======== SUPPLIED DATA

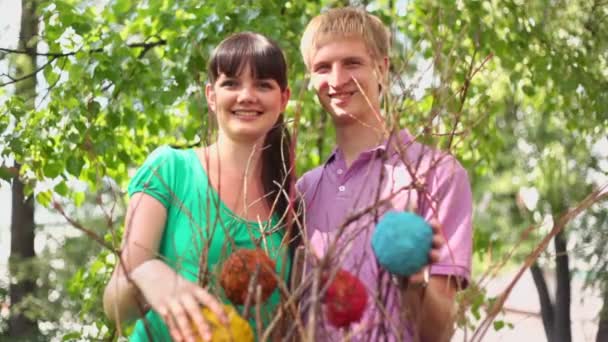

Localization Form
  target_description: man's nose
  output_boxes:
[329,66,350,88]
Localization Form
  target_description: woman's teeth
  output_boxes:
[232,110,261,116]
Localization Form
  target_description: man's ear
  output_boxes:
[375,56,390,92]
[205,83,215,113]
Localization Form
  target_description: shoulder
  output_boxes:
[296,165,323,193]
[296,165,324,203]
[400,130,468,179]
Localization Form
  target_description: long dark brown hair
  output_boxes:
[207,32,293,227]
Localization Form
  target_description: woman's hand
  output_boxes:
[131,260,228,341]
[409,219,445,284]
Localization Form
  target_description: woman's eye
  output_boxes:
[220,80,237,87]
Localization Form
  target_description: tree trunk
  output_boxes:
[8,0,38,340]
[595,285,608,342]
[530,262,554,342]
[8,169,38,337]
[553,232,572,342]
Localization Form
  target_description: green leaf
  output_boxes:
[494,321,505,331]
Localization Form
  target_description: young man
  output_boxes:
[298,8,472,341]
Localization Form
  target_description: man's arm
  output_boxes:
[402,275,458,342]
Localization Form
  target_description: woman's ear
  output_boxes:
[281,87,291,112]
[205,83,215,113]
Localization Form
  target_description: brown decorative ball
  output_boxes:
[220,248,277,305]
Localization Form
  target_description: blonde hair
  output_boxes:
[300,7,391,69]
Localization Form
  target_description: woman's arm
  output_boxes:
[103,193,228,341]
[103,192,166,322]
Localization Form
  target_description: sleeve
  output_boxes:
[424,158,473,287]
[128,146,175,209]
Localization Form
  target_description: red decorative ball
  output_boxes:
[220,249,277,305]
[323,270,367,328]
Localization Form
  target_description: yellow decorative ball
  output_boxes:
[192,305,255,342]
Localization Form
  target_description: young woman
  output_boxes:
[104,32,291,341]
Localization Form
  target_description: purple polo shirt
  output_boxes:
[297,130,472,341]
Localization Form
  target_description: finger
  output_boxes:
[182,296,211,341]
[169,299,193,341]
[158,307,183,341]
[432,235,445,249]
[429,218,441,235]
[429,249,441,264]
[194,287,228,325]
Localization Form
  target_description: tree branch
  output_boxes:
[0,57,58,88]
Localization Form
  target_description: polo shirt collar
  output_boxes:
[323,128,414,167]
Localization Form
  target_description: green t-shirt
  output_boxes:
[128,146,291,341]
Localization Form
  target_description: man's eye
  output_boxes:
[313,65,329,74]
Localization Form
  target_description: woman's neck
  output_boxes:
[206,136,263,180]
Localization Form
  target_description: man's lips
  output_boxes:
[328,91,357,100]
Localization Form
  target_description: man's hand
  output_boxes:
[409,219,445,284]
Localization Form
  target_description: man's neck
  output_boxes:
[336,115,387,167]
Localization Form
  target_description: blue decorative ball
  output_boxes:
[372,211,433,277]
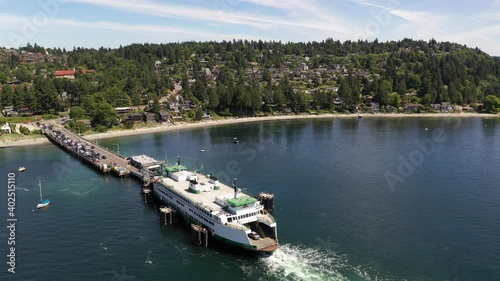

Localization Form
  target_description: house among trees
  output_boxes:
[144,112,156,123]
[55,69,95,79]
[127,113,142,122]
[2,105,19,116]
[0,123,12,134]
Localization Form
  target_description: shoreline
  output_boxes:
[0,113,500,148]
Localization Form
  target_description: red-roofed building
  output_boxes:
[56,69,95,79]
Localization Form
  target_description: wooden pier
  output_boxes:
[43,123,166,184]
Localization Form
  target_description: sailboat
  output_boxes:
[36,181,50,209]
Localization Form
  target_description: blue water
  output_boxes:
[0,118,500,281]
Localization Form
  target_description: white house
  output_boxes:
[0,123,12,134]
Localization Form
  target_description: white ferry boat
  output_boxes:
[153,160,279,253]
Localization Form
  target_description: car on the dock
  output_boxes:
[248,231,260,240]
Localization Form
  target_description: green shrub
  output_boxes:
[19,126,31,135]
[42,114,59,120]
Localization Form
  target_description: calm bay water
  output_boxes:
[0,118,500,281]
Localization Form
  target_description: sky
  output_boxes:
[0,0,500,56]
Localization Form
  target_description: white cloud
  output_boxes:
[0,13,269,46]
[62,0,348,37]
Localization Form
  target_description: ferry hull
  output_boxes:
[153,183,279,253]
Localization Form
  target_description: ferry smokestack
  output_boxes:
[233,178,238,198]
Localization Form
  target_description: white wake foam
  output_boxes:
[260,244,349,281]
[250,244,394,281]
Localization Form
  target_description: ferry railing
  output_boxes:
[227,223,250,231]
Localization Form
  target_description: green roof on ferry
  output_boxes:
[227,196,257,207]
[165,165,187,173]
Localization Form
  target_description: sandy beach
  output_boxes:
[0,113,500,148]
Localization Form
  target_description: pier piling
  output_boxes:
[259,192,274,212]
[191,224,208,247]
[160,207,174,225]
[142,187,151,204]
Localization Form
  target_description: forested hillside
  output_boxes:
[0,39,500,127]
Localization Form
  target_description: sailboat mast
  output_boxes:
[38,180,42,202]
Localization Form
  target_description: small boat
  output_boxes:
[36,181,50,209]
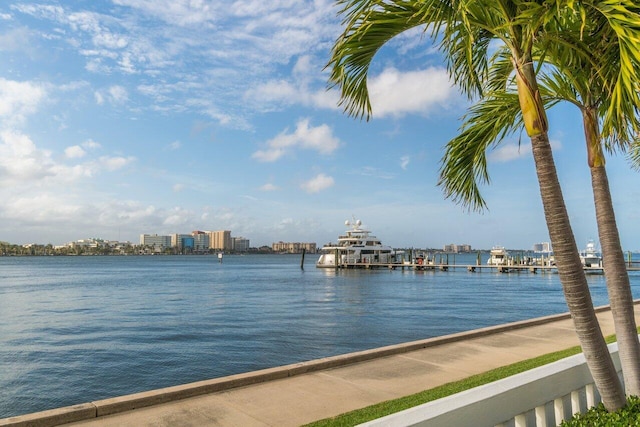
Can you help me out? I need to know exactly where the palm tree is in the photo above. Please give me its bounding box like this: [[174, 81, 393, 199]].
[[441, 7, 640, 395], [328, 0, 626, 410]]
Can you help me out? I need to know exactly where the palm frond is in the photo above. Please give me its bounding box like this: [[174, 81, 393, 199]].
[[438, 91, 524, 211], [326, 0, 446, 119]]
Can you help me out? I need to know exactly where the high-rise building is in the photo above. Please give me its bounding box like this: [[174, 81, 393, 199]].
[[231, 237, 249, 252], [207, 230, 233, 251], [191, 231, 209, 252], [271, 241, 316, 254], [140, 234, 171, 251], [533, 242, 553, 252]]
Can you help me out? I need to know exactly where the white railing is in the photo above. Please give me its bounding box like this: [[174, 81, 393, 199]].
[[361, 343, 621, 427]]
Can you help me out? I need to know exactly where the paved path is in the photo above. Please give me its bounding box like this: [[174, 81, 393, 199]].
[[0, 304, 640, 427]]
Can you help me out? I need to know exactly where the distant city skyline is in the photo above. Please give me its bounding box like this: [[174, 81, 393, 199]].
[[0, 0, 640, 250]]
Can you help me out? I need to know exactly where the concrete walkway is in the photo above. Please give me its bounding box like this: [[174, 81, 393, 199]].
[[5, 303, 640, 427]]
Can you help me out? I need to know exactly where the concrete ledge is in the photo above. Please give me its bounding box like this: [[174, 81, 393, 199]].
[[358, 343, 622, 427], [0, 403, 97, 427], [0, 300, 624, 427]]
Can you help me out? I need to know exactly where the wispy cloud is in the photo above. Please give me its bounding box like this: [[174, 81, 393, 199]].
[[260, 183, 279, 191], [369, 67, 459, 117], [400, 156, 411, 170], [252, 119, 340, 162], [0, 77, 47, 126], [300, 173, 335, 194]]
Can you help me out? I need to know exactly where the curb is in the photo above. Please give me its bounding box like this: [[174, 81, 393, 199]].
[[0, 300, 624, 427]]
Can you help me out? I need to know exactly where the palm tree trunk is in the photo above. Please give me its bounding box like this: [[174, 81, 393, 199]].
[[531, 132, 626, 411], [590, 165, 640, 396]]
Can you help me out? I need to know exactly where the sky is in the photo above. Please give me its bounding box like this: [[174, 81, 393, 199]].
[[0, 0, 640, 250]]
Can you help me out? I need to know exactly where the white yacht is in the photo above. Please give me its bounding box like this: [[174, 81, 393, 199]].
[[316, 219, 397, 268], [580, 240, 602, 268], [487, 246, 509, 265]]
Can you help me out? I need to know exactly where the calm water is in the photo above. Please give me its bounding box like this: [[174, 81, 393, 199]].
[[0, 255, 640, 418]]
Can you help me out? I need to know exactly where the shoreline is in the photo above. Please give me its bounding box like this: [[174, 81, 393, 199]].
[[0, 301, 624, 427]]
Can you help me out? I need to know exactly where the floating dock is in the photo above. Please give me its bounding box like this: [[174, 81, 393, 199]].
[[335, 262, 640, 274]]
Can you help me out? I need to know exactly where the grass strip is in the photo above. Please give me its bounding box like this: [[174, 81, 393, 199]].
[[304, 336, 620, 427]]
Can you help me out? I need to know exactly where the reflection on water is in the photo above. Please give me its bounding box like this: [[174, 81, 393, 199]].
[[0, 254, 639, 417]]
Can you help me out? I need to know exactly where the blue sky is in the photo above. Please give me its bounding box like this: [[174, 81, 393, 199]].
[[0, 0, 640, 250]]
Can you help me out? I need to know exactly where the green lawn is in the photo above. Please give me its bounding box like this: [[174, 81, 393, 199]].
[[305, 335, 616, 427]]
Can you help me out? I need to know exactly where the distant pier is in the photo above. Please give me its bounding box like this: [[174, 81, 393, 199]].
[[335, 262, 640, 274]]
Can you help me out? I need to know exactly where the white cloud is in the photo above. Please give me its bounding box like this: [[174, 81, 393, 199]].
[[487, 142, 531, 163], [260, 183, 278, 191], [300, 173, 334, 193], [109, 85, 129, 104], [64, 145, 87, 159], [100, 156, 135, 171], [82, 139, 101, 150], [368, 67, 458, 117], [400, 156, 411, 170], [252, 119, 340, 162]]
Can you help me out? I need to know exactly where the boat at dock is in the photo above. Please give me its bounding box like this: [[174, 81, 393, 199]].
[[316, 219, 402, 268], [487, 246, 509, 265], [580, 240, 602, 268]]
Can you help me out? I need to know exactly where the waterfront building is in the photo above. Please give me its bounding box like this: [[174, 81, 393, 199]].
[[231, 237, 249, 252], [191, 231, 209, 253], [271, 241, 317, 254], [207, 230, 233, 251], [533, 242, 553, 253], [140, 234, 171, 252]]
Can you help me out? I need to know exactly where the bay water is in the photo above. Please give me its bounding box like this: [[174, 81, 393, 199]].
[[0, 254, 640, 418]]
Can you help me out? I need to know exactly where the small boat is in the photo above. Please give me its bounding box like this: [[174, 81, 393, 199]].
[[487, 246, 509, 265], [580, 240, 602, 268], [316, 219, 400, 268]]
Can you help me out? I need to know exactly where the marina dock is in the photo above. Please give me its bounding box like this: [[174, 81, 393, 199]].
[[335, 262, 640, 274]]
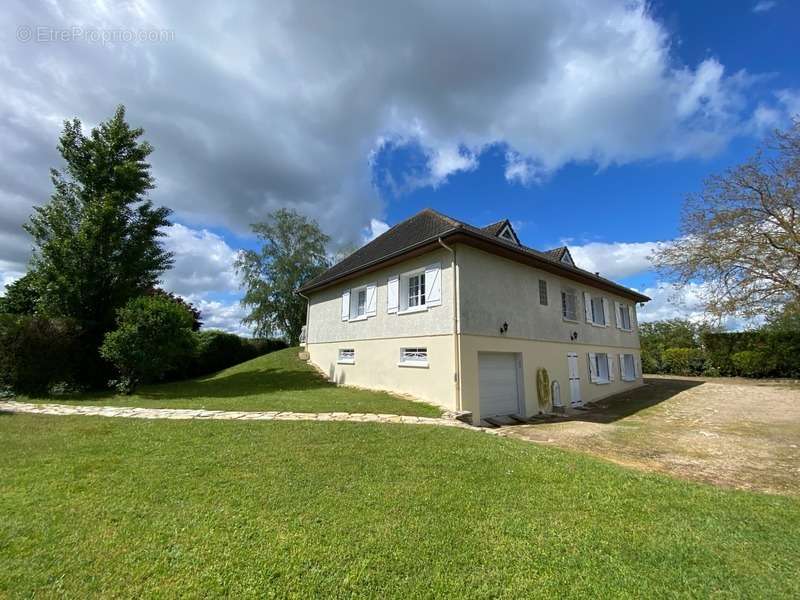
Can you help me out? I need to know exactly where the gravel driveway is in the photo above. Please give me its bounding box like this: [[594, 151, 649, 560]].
[[504, 376, 800, 495]]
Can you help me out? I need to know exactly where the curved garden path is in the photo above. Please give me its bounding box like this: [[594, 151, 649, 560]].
[[0, 400, 492, 431]]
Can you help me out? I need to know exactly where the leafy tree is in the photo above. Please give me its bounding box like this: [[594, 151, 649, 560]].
[[639, 319, 711, 373], [653, 120, 800, 317], [147, 288, 203, 331], [235, 209, 329, 345], [25, 106, 172, 336], [0, 273, 39, 315], [100, 296, 195, 393]]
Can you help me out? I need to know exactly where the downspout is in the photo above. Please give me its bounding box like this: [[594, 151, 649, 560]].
[[438, 238, 461, 410], [297, 290, 311, 356]]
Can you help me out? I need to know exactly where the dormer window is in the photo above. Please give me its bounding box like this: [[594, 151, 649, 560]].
[[497, 221, 520, 246]]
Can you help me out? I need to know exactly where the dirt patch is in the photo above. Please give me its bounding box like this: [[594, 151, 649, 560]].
[[506, 377, 800, 495]]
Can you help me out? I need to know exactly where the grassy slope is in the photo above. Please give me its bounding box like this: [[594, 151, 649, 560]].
[[35, 348, 441, 417], [0, 415, 800, 598]]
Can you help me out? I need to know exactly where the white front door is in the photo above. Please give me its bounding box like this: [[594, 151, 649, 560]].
[[478, 352, 520, 417], [567, 352, 583, 406]]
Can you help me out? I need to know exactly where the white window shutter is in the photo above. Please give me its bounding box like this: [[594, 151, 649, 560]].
[[425, 263, 442, 306], [386, 275, 400, 313], [583, 292, 592, 323], [342, 290, 350, 321], [364, 283, 378, 317]]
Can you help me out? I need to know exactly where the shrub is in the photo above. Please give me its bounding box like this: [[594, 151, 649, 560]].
[[642, 351, 661, 373], [100, 296, 196, 393], [662, 348, 706, 375], [0, 315, 84, 396], [703, 329, 800, 377], [731, 350, 775, 377], [185, 330, 287, 376]]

================

_PROBLEM DETAILS_
Write out the entries between the line holding "the concrete walkway" and the line holding "427], [0, 300, 624, 427]]", inclusive, keeping every character the same.

_RESULT OF THE TASK_
Can you help me out? I need to know exactly where the concrete walkway is in the photo above. Please give me its bounding box like this: [[174, 81, 393, 199]].
[[5, 303, 640, 427]]
Can you help me out? I need to know exactly where the concrete ledge is in the photo above. Please give me its bounding box like this: [[174, 81, 393, 199]].
[[358, 343, 622, 427], [0, 403, 97, 427], [0, 300, 624, 427]]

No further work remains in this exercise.